• Available data:
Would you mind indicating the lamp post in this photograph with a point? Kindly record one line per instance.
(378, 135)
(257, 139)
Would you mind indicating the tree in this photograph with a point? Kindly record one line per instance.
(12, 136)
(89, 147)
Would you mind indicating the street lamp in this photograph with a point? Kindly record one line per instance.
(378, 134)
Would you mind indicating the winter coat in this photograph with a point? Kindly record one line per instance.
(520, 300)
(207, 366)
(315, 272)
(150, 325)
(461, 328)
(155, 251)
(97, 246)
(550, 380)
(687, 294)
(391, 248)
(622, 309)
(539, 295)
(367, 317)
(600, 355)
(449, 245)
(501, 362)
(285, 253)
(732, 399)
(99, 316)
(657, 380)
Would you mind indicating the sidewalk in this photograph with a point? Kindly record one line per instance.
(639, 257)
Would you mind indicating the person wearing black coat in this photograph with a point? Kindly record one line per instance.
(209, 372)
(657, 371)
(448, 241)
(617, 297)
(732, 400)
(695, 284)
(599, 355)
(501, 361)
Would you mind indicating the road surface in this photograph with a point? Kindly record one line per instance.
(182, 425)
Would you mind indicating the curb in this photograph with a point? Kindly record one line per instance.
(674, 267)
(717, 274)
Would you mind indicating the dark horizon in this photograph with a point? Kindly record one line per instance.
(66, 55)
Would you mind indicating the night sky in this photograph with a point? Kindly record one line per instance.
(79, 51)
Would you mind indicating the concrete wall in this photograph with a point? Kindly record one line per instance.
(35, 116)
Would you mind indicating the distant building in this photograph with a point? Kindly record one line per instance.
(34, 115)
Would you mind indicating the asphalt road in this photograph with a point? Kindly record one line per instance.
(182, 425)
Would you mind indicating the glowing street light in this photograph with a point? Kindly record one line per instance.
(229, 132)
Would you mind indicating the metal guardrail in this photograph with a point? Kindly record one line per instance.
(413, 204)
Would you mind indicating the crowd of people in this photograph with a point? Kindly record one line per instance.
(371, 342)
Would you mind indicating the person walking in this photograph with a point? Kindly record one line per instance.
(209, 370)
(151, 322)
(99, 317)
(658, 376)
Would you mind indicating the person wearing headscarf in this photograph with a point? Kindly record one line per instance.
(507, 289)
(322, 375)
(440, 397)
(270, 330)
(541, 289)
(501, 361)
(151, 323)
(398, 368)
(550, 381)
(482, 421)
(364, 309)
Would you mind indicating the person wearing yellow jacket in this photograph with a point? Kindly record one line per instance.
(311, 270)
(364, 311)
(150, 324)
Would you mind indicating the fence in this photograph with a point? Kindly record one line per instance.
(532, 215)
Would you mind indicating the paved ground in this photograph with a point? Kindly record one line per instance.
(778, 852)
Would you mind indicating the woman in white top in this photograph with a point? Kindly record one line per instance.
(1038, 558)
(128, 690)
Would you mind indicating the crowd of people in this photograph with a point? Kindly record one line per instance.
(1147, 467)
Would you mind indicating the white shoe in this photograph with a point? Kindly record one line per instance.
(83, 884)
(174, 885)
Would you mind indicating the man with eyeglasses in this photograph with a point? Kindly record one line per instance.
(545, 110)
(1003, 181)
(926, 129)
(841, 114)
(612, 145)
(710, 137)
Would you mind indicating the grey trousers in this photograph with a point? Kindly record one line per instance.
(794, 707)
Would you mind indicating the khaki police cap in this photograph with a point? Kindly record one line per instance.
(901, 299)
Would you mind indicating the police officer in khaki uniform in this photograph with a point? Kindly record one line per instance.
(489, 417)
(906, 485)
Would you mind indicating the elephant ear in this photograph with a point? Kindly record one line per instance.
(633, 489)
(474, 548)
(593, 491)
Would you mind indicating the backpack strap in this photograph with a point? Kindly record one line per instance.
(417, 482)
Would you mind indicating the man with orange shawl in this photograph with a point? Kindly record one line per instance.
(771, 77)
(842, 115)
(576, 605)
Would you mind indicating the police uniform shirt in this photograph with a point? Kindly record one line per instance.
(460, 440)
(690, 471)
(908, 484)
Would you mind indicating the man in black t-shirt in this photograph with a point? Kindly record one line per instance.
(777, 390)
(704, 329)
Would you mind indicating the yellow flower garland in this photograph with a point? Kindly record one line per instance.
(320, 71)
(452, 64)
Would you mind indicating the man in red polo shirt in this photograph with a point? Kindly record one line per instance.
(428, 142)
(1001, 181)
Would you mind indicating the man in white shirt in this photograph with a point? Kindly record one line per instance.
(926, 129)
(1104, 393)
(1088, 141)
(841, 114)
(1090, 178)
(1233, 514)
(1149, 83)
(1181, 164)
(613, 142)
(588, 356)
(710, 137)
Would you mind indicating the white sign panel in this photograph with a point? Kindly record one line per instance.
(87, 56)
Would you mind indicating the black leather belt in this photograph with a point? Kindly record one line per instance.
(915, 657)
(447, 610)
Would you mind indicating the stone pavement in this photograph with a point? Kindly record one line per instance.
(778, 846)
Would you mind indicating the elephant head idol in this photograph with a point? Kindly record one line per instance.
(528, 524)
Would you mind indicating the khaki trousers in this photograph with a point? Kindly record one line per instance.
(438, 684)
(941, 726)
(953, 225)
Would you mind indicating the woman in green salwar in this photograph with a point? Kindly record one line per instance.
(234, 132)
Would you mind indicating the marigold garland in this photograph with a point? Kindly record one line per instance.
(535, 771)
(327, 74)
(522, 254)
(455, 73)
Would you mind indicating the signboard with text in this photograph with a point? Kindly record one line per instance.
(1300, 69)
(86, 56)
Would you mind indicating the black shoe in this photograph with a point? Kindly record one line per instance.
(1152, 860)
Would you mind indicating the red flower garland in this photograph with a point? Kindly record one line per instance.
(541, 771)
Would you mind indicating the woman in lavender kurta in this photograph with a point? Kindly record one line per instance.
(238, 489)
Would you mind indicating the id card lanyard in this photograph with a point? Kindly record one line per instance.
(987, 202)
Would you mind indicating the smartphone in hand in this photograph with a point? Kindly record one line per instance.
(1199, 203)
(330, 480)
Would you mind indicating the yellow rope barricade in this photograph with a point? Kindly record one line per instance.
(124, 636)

• Your objective: Line by line, restate the data exactly.

• Answer section:
Would you mind indicating the lamp post in this photograph with a point? Kindly record one line per instance.
(378, 135)
(257, 139)
Would you mind indicating the tree in this photograph with a point? Kindly record one line per instance.
(12, 136)
(89, 147)
Would you mind indicating the street lamp in this photograph with a point? Kindly record one line per instance.
(378, 134)
Would you mind indicating the winter coat in this photograph with a point? Kindly record one line per instance.
(520, 300)
(207, 366)
(315, 272)
(150, 325)
(461, 328)
(155, 251)
(97, 246)
(550, 380)
(687, 294)
(391, 248)
(622, 309)
(539, 295)
(367, 317)
(600, 355)
(449, 245)
(501, 362)
(285, 253)
(732, 399)
(99, 316)
(657, 380)
Would you mind indicating the sidewalk in this photograph with a point? Kindly record one line per instance.
(639, 257)
Would you mind indicating the person wearing black coat in this photograph with a point? Kindly record one line per instance.
(209, 372)
(657, 371)
(448, 241)
(617, 297)
(732, 400)
(695, 284)
(599, 355)
(501, 361)
Would you mind indicating the road surface in this photograph with a point? Kindly record one line per instance.
(182, 425)
Would you mind indicating the curb in this photograph with a point? Kindly record one line per instance.
(674, 267)
(717, 274)
Would you mind indicating the dark horizon in this photograph with a point? Kindly record one line per instance.
(66, 55)
Would you mind indicating the night sky in this photograph with a point? Kindly record one line per instance.
(79, 51)
Would you mind indicating the concrete wall in this photograph with a point? Kindly record one line per instance.
(35, 116)
Would you mind indicating the distant building in this photograph with a point? Kindly record one line per instance.
(34, 115)
Would you mind indicating the asphalt road in this photograph with a point? Kindly record one line per instance.
(182, 425)
Would you mind indicating the glowing street light in this photograph with a point? Kindly record one line per instance.
(229, 132)
Would you mind indicating the metal guardrail in this photograph with a point? Kindly record one line per instance.
(413, 204)
Would you mind indicating the crowd of people in this photograph with a point? Kindly record one line per instance.
(371, 342)
Would you mind indicating the person walking in this photograph with a point? Kindly record one line per instance.
(209, 370)
(151, 322)
(99, 317)
(658, 376)
Would you mind indicating the person wearing headscarf in this photograph with a point? Kindly record one line per instance.
(507, 289)
(322, 375)
(440, 397)
(270, 330)
(541, 289)
(501, 361)
(151, 323)
(398, 368)
(550, 381)
(482, 421)
(364, 309)
Would you mind indicating the person wearing yellow jacket in this photograph with a point? Kindly record one line per instance.
(311, 270)
(364, 311)
(150, 324)
Would you mind indicating the fence in this photograph with a point? Kindly record one line per instance.
(532, 215)
Would you mind indicating the paved ground in this photograph with a point? Kindly record one line per instance.
(778, 852)
Would you mind indicating the woman in white top in this photograph with a point? Kindly record one line per instance.
(1038, 558)
(128, 690)
Would you mind indicating the crowd of people in this photograph with a point? Kindly record one line per instance.
(1147, 467)
Would you mind indicating the white shoe in this photograph with a point? Kindly record one line per instance.
(83, 884)
(174, 885)
Would you mind indicating the man with eyeglasses in this photograph with a point? Kindly record one line per instance.
(545, 110)
(1003, 181)
(926, 129)
(841, 114)
(612, 145)
(710, 137)
Would you mind indicating the grey trousers in this photograph with a point? Kindly record one line per instance.
(794, 707)
Would you mind indicating the khaki police cap in this photograph with a point? Kindly record one line per instance.
(901, 299)
Would you mind indicating the police officer in khaki uniform in this photograph with a point? Kindly record one line per instance.
(489, 417)
(906, 485)
Would you mind indicating the elephant ear in this photograph with a point? Kindly record one line per instance.
(633, 489)
(474, 548)
(593, 491)
Would you mind indicating the backpack strap in this photograph with a point? Kindly record one line per instance.
(417, 482)
Would you mind indicating the man with orange shawl in this photograph with a point? Kindly record one line per instance.
(771, 77)
(842, 115)
(576, 605)
Would you mind indicating the police uniform shirt in this photograph with a point? Kindly record one line per instance.
(460, 440)
(690, 471)
(908, 484)
Would you mind indicating the man in black t-shirt in this photograph with a point? Kindly record one line per instance.
(777, 390)
(704, 329)
Would you mind indicating the yellow flower garland in this photograph with a point? Kindly record one line per instance.
(320, 71)
(452, 64)
Would you mind indicating the man in red polo shirt in this photograph with a point? Kindly record one line per instance.
(428, 142)
(1001, 181)
Would you mind indicating the man in white shirt in this photograph with a point? Kindly record one line per instance.
(926, 129)
(1104, 393)
(1088, 141)
(841, 114)
(1090, 178)
(1233, 514)
(1149, 83)
(1181, 164)
(613, 142)
(588, 356)
(710, 137)
Would you mind indicating the white sign panel in this photograph with a point? Kindly record one line per instance.
(87, 56)
Would you mind indicating the black leather belt in this photograph with a point? Kindly record one line per instance.
(915, 657)
(447, 610)
Would you mind indicating the stone pavement in this photograph with a point? Kindly record one line per instance.
(778, 846)
Would you mind indicating the elephant head idol in this photograph with a point? Kindly record one line per instance.
(528, 524)
Would you mind indicating the khaki trousers in this photograph with a point? Kindly record one line per instance.
(438, 684)
(941, 726)
(953, 225)
Would you mind indicating the woman in green salwar in this photograph with a point? Kindly record one line per instance.
(234, 132)
Would you mind indicating the marigold garland in this photograph with a point? Kindly record one line per instance.
(535, 771)
(327, 74)
(522, 254)
(455, 73)
Would you mind indicating the signboard with text in this photograph with a point? Kindly record one line per instance.
(1300, 69)
(86, 56)
Would you mind indicating the black shoe in this photograph with a point? Kindly record one line per instance.
(1152, 860)
Would you mind indicating the red flower garland in this photograph with a point? Kindly record one line per instance.
(541, 771)
Would you mind indicating the woman in lavender kurta in this photograph with a point? Kindly record one line per instance.
(238, 489)
Would you mind indicating the id card lanyard in this photograph with a point? Kindly record one line per instance.
(987, 202)
Would you mind indicating the smartphone in hand in this photograph with a point? Kindly record one line per instance.
(1199, 203)
(330, 480)
Would you mind indicating the yellow rope barricade in this photograph with a point? Kindly record one line per instance.
(124, 636)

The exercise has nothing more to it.